Turn each of the items below into a JSON list of strings, one string per line, with blank lines left out.

### Records provided:
-----

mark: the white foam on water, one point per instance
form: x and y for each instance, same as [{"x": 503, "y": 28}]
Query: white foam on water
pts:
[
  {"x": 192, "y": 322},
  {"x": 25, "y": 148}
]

-----

### Exercise response:
[
  "mark: the white foam on water, one point per instance",
  "form: x and y for each instance, same as [{\"x\": 503, \"y\": 28}]",
  "Query: white foam on water",
  "pts:",
  "[",
  "  {\"x\": 192, \"y\": 322},",
  "  {\"x\": 25, \"y\": 148}",
  "]"
]